Extracted entries —
*** Begin section ***

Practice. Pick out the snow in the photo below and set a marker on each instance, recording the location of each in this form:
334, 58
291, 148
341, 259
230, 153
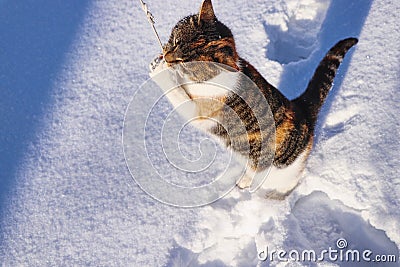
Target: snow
68, 197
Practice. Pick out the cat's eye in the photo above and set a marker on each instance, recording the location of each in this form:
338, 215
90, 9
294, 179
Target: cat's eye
176, 41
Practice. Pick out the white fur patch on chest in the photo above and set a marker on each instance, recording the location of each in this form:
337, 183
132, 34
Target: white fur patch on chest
218, 86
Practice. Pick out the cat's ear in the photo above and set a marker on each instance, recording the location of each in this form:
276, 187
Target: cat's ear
206, 13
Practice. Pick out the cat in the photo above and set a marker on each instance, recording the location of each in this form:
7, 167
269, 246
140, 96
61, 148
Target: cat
203, 38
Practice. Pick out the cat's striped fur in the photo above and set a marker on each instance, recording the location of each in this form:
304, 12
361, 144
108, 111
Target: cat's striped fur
201, 37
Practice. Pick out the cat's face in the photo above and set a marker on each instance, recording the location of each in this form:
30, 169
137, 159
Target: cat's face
201, 37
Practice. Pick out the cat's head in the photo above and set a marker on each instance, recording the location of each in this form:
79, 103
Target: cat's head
201, 37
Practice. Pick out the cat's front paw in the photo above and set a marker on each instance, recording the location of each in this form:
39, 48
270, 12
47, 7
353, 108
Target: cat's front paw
157, 65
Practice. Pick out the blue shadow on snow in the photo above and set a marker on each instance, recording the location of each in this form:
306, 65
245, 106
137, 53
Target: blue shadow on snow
34, 37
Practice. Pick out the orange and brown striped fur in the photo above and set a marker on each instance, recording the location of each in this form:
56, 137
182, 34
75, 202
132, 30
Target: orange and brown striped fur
202, 37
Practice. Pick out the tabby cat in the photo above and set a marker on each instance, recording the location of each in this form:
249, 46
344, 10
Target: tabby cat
202, 37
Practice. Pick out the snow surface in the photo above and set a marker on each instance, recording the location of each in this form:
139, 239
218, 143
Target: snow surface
68, 197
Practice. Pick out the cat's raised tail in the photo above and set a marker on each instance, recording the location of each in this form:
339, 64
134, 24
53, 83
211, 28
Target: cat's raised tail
320, 84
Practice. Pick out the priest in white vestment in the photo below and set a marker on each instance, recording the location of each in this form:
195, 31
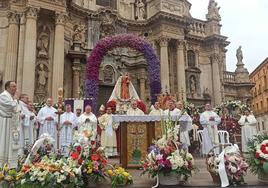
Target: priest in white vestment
156, 110
68, 122
108, 134
47, 118
184, 129
249, 129
27, 122
209, 120
88, 122
9, 121
134, 110
172, 110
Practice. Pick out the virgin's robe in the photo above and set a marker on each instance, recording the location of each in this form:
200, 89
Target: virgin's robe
248, 129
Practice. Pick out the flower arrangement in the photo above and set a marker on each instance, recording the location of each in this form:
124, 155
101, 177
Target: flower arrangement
9, 176
119, 177
258, 154
50, 172
92, 159
235, 166
121, 40
166, 157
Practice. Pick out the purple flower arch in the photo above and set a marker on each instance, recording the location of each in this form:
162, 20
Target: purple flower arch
122, 40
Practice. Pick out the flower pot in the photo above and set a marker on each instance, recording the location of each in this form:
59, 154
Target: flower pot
263, 177
169, 179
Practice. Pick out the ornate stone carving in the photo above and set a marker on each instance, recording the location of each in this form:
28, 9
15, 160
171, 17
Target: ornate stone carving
42, 78
32, 12
43, 42
213, 11
172, 8
163, 41
239, 55
140, 10
79, 31
107, 27
60, 18
108, 74
13, 18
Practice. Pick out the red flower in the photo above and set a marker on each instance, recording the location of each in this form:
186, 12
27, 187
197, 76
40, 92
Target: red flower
78, 149
80, 161
94, 157
75, 155
257, 155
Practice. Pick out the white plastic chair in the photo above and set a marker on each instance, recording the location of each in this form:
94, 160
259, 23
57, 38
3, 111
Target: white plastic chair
223, 137
200, 139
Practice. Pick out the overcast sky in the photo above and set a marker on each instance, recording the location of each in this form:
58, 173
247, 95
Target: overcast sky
245, 23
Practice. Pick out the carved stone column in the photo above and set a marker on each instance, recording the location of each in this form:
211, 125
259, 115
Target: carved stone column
76, 80
216, 81
21, 52
163, 42
12, 47
58, 56
28, 77
181, 70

*** End section ***

Assignment — Where a line in the listing above contains "below", copy that line.

Result of the exercise —
Practice. Pick out the snow in the photo below and set a marker on each instance, recording the location of each in this form:
Practice. Pick out the priest in white vestment in the photo below and set a marker on each instance, recording the location of each in this form:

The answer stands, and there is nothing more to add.